### Short task
Repeat the passage of the Racket stepper message from "The basic idea" to "(see descriptions below).", swapping "handler" for "callback".

### Text to read

>> Begin

On Aug 25, 2012, at 4:28 PM, Philip Guo wrote:

> [Cc'ed Frank (Lingfeng), who is the student doing the actual implementation. 
> Frank, please chime in with thoughts too …]


Okay, I just pushed a version of Racket (f107c4d2658) that includes an 
"external interface" for the stepper, in 
plt/collects/stepper/external-interface.rkt.  There's also an example of how 
you might use it, at 
plt/collects/stepper/examples/external-interface-exampler.rkt.

The basic idea is that you give it a file path or a string, and a handler 
procedure that will be called on each breakpoint, and it annotates and runs it, 
calling your function on each breakpoint.

The information passed to the handler is not terribly well-documented; let me 
give you a bit of background.

The first argument is a "mark list"; these correspond to continuation frames, 
which are a lot like stack frames except that they're at expression-level 
granularity. Each frame contains a source expression, a label, and a list of 
local bindings. There are functions in plt/collects/stepper/private/marks that 
can extract the information from these marks. This value can be #f, for an 
'expr-finished-break (see descriptions below).

The second argument tells what kind of breakpoint it is.

KINDS OF BREAKPOINTS:

'normal-break : occurs before an expression's evaluation. The "before"
  steps.

'result-exp-break : occurs before an expression's evaluation that is the
  "after" of some other step. E.G., the rhs of a cond, the body of
  a procedure, etc.

>> End

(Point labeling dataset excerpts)
>> Begin

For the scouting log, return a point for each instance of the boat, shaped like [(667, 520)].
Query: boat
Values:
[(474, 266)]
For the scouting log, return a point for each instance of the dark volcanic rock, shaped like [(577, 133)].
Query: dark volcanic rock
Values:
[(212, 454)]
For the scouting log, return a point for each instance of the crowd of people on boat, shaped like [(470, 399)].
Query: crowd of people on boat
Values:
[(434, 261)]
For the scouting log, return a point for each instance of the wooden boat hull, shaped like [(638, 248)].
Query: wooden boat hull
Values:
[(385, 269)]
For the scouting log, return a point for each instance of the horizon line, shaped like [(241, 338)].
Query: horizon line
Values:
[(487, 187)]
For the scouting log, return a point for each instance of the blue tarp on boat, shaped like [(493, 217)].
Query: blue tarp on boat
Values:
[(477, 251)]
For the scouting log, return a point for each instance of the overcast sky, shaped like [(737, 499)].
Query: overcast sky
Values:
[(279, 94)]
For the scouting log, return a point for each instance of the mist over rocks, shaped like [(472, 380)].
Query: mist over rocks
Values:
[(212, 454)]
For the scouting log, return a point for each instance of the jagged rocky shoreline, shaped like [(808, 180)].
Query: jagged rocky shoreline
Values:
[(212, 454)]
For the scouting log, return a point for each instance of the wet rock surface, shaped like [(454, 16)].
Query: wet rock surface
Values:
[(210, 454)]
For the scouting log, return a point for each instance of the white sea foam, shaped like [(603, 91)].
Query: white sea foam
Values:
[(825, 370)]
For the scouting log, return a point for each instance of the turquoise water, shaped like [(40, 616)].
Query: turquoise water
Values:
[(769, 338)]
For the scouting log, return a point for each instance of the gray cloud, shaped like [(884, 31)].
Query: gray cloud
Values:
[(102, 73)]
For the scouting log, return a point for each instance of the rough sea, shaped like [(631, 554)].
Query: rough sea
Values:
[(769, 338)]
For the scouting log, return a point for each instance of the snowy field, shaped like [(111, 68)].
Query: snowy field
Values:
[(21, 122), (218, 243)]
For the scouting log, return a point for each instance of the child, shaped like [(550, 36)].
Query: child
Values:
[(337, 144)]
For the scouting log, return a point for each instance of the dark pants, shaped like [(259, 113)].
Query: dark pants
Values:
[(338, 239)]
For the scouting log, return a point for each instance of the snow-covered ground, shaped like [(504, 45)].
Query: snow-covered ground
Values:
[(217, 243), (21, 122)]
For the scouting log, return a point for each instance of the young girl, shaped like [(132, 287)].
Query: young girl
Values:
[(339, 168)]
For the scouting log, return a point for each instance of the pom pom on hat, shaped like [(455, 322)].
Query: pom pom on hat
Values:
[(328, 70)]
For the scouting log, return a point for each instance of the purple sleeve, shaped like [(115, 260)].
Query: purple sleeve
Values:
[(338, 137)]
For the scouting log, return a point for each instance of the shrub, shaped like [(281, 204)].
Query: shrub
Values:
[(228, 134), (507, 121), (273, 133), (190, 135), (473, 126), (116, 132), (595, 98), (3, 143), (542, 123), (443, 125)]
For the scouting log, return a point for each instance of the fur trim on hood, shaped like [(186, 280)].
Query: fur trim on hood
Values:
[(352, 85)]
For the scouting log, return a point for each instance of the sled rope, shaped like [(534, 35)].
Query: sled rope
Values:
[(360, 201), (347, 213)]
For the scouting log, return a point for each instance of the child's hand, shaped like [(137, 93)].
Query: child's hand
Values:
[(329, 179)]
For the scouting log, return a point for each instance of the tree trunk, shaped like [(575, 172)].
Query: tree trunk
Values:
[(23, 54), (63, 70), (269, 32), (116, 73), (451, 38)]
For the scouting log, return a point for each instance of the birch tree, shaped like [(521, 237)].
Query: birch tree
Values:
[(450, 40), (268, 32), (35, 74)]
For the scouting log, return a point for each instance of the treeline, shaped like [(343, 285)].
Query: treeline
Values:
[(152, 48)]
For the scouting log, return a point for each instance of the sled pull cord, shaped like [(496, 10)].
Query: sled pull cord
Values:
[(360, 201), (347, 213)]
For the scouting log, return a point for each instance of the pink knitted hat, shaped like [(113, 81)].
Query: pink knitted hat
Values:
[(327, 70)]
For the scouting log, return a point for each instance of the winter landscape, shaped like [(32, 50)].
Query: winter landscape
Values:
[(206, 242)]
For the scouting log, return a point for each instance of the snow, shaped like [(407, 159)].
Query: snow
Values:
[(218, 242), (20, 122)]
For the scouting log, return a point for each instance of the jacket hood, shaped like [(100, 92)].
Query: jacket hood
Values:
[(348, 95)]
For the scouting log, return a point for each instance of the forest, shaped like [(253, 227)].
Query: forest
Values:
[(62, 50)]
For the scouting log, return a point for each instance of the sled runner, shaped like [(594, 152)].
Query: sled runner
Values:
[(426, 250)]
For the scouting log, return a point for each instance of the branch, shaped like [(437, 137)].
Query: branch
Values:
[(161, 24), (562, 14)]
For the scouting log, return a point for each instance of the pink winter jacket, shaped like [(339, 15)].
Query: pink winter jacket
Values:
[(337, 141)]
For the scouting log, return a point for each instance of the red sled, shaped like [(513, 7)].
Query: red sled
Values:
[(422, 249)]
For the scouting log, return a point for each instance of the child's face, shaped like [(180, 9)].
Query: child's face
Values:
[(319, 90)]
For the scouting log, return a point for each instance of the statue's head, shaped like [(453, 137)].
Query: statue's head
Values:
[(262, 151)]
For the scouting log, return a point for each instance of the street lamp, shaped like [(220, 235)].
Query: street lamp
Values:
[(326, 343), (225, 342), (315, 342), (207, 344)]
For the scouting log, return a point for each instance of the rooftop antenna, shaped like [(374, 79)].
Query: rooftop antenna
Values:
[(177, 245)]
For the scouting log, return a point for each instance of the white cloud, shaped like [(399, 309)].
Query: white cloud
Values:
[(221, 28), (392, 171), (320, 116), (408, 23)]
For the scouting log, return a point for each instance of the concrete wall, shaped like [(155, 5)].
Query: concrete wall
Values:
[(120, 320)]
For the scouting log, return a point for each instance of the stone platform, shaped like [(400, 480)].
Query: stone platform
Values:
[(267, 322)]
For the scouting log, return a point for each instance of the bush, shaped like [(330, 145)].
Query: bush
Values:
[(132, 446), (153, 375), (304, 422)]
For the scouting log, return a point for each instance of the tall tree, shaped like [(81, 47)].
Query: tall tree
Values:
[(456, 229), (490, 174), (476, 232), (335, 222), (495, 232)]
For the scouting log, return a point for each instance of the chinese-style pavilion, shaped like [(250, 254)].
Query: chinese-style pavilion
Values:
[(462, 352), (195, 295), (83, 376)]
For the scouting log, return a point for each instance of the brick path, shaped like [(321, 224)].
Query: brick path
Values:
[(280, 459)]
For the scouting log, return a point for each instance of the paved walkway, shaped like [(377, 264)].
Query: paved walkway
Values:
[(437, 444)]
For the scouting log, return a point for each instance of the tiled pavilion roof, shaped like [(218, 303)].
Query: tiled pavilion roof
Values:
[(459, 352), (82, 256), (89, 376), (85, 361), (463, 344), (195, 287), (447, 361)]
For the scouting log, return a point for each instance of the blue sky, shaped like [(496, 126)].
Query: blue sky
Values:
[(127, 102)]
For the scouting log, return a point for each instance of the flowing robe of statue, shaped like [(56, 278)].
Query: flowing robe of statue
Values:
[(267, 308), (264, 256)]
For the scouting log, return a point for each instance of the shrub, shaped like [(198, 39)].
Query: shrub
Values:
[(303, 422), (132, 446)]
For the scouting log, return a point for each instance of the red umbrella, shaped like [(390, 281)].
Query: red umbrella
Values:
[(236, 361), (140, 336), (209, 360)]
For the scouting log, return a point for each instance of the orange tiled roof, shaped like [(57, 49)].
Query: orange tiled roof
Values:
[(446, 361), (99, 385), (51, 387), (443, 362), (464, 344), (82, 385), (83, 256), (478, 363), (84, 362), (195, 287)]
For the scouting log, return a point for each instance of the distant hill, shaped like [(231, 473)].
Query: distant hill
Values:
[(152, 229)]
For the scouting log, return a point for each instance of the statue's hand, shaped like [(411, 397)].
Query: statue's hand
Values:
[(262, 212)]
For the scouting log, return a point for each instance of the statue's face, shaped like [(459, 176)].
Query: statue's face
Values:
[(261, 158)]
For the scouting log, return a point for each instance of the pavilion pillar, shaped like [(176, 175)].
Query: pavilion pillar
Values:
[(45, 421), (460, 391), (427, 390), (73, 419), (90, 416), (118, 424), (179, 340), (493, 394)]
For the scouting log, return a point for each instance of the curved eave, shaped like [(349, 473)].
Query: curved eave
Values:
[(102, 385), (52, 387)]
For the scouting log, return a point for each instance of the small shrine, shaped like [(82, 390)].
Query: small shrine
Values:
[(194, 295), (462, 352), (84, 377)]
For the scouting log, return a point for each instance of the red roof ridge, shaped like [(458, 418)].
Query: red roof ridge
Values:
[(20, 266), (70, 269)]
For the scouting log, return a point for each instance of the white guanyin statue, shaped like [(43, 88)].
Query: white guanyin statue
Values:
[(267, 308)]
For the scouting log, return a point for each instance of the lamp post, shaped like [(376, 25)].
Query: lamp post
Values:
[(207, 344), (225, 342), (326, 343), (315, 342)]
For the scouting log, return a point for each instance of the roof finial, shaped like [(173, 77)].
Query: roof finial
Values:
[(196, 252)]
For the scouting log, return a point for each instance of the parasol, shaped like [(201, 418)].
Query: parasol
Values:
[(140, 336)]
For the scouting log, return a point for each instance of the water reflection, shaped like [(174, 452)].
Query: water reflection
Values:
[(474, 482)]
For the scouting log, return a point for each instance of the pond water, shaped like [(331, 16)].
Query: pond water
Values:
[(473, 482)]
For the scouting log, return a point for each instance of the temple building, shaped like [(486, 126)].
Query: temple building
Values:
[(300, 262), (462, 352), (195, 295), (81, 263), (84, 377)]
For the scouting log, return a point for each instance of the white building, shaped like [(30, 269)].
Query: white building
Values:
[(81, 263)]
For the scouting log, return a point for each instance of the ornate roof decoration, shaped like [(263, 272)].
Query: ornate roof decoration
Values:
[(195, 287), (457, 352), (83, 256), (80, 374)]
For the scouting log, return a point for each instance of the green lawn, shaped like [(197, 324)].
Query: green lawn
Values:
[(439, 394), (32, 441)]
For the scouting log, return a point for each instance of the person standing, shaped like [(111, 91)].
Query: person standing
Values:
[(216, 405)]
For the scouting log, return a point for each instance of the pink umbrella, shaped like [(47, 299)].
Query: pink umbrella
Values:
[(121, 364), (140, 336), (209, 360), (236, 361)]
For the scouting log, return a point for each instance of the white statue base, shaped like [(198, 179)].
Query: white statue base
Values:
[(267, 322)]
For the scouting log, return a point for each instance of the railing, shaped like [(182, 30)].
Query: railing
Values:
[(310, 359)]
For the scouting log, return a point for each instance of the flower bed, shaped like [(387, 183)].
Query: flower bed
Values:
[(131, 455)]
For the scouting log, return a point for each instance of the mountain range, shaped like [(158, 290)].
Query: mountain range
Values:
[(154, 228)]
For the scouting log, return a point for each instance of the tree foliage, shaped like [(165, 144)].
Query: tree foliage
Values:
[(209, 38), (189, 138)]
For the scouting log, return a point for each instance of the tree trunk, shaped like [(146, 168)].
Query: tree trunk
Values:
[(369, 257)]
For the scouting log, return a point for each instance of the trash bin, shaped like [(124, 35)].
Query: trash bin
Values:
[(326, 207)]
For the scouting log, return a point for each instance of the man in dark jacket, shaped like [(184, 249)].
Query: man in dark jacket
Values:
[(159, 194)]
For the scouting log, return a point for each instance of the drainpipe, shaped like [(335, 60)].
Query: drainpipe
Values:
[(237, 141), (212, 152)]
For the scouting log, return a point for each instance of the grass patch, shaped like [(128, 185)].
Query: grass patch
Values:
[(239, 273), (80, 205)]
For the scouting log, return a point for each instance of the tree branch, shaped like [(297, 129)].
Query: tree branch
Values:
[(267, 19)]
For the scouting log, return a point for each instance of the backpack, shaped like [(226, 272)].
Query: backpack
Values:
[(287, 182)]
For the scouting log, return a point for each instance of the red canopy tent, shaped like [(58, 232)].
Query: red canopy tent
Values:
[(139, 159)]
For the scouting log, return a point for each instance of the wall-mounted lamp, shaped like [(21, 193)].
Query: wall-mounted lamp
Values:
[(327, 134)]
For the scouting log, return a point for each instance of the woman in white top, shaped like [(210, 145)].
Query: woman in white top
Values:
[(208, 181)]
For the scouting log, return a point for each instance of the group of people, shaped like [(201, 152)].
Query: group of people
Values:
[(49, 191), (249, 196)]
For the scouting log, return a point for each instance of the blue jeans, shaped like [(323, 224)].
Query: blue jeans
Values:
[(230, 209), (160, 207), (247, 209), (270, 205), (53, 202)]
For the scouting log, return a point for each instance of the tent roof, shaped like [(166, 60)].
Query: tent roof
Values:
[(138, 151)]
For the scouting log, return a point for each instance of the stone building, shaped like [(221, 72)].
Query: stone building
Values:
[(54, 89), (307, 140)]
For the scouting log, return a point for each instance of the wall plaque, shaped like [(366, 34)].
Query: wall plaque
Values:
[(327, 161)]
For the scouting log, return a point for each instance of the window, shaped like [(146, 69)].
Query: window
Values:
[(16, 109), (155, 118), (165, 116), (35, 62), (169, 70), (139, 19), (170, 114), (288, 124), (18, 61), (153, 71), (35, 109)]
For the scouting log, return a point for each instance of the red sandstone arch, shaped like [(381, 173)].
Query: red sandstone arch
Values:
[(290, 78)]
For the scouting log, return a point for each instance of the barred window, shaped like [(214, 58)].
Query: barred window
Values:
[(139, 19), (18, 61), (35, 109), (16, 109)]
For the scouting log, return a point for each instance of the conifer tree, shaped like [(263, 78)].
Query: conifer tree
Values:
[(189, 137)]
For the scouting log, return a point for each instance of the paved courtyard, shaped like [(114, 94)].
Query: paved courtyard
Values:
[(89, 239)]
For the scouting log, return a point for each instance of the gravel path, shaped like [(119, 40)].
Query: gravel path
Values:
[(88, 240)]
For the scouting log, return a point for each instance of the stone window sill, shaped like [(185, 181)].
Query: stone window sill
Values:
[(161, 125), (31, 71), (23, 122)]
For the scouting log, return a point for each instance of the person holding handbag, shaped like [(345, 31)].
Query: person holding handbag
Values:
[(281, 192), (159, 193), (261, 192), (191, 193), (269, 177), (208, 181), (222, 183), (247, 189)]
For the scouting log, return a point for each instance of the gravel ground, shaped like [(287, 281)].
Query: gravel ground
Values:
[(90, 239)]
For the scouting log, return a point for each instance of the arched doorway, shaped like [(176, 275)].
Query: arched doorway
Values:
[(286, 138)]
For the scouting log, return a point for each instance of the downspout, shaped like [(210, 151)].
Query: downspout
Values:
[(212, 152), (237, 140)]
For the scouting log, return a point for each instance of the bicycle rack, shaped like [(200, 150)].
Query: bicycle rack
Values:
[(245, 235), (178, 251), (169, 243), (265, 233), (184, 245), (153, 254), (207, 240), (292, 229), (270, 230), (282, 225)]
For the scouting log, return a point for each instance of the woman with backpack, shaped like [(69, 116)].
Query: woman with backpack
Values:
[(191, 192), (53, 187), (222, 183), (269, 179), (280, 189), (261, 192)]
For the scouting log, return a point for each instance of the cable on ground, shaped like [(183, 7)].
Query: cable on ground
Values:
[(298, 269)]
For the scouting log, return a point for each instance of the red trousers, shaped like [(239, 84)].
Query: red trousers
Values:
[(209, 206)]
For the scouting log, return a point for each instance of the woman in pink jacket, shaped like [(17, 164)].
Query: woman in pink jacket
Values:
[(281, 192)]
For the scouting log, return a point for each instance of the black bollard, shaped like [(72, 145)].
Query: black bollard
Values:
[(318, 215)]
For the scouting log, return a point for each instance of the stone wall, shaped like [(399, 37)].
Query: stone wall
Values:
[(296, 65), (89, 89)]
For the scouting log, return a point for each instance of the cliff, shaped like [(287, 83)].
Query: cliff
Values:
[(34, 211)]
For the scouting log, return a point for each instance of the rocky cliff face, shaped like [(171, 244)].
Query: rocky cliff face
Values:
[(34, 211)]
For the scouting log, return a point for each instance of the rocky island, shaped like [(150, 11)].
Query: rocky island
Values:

>> End

### Result below
The basic idea is that you give it a file path or a string, and a callback 
procedure that will be called on each breakpoint, and it annotates and runs it, 
calling your function on each breakpoint.

The information passed to the callback is not terribly well-documented; let me 
give you a bit of background.

The first argument is a "mark list"; these correspond to continuation frames, 
which are a lot like stack frames except that they're at expression-level 
granularity. Each frame contains a source expression, a label, and a list of 
local bindings. There are functions in plt/collects/stepper/private/marks that 
can extract the information from these marks. This value can be #f, for an 
'expr-finished-break (see descriptions below).